§ **Task prompt**
Write back each entry precisely as it is given.

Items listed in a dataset
--------------------------------

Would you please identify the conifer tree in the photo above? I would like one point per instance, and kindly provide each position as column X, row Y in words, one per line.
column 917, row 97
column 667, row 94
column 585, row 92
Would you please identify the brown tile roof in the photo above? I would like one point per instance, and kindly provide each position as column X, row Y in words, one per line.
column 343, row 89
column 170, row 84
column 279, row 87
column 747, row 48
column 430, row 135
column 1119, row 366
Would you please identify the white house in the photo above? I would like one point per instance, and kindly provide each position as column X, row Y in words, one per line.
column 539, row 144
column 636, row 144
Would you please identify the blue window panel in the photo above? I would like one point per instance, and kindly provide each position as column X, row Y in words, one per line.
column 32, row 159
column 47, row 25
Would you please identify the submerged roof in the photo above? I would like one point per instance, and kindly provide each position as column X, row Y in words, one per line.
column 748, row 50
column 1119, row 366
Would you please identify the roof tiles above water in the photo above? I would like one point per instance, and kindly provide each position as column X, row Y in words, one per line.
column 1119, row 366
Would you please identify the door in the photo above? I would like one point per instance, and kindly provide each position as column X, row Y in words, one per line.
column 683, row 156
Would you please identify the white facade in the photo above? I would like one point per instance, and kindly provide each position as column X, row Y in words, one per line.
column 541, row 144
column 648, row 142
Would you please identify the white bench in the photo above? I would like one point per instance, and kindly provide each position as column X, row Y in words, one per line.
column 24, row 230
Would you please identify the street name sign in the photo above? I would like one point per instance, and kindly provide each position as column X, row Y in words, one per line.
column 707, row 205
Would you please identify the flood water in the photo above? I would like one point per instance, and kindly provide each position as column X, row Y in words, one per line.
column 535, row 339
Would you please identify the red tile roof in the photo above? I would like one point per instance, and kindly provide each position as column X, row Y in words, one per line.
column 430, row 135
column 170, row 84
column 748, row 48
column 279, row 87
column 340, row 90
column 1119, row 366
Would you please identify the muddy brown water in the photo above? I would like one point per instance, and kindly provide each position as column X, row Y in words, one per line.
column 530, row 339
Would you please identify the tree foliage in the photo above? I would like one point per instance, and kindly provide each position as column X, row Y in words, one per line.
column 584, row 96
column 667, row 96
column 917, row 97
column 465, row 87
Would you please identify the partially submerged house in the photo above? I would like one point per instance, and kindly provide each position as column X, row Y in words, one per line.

--------------------------------

§ **Exercise answer**
Would you please identify the conifer tree in the photo above? I would like one point per instance, and kindly provide each position as column X, row Y in words, one per line.
column 917, row 97
column 667, row 94
column 585, row 92
Would you please identify the brown tile roof in the photo above? I would like one point per instance, and kindly provide each position as column X, row Y in words, one per line.
column 343, row 89
column 170, row 84
column 279, row 87
column 747, row 48
column 430, row 135
column 1119, row 366
Would you please identify the white house in the photo above? I would like one point per instance, and kindly provide each position as column X, row Y in words, one per line.
column 539, row 144
column 636, row 144
Would you please identify the blue window panel in the photo above? I would like one point per instance, and kindly provide each position as column X, row Y in words, one per line.
column 32, row 159
column 47, row 25
Would you please identify the submerged roof in the photo above? I would like one point per instance, and kindly provide each position as column X, row Y in words, one per line.
column 748, row 50
column 1119, row 366
Would you please identify the roof tiles above water in the photo above? I would like one point per instance, and kindly provide each position as column X, row Y in words, one per line.
column 1119, row 366
Would you please identify the door in the photo above? I would like one point per instance, and kindly provide each position as column X, row Y in words, one per line.
column 683, row 156
Would you please identify the white facade in the photo above? I would like one point per instance, and kindly provide each position as column X, row Y in words, one per line.
column 541, row 144
column 648, row 142
Would you please identify the white bench in the photo above? I would like one point per instance, and kindly provide each position as column X, row Y in words, one per line.
column 24, row 230
Would you please identify the street name sign in the photo above? I would like one point per instance, and kindly provide each position as column X, row Y in words, one per line.
column 707, row 205
Would you please identify the flood water in the photo above? I would like one point per instance, and kindly provide each position as column X, row Y in words, one per line.
column 535, row 339
Would you please identify the red tile roof in the photo above? I would like one point per instance, and kindly provide each position as column X, row Y in words, one per line.
column 430, row 135
column 170, row 84
column 748, row 48
column 279, row 87
column 340, row 90
column 1119, row 366
Would you please identify the muddy brown water in the photo above? I would like one point per instance, and kindly provide each position as column X, row Y in words, one per line.
column 530, row 339
Would you please identify the tree foliage in the photo above? I would like one point per instance, and kindly provide each position as column X, row Y in words, one per line.
column 584, row 96
column 667, row 96
column 917, row 97
column 465, row 87
Would you please identify the partially submerged house in the photo above? I would like one point per instance, and kindly provide each position as column X, row Y in words, one per line.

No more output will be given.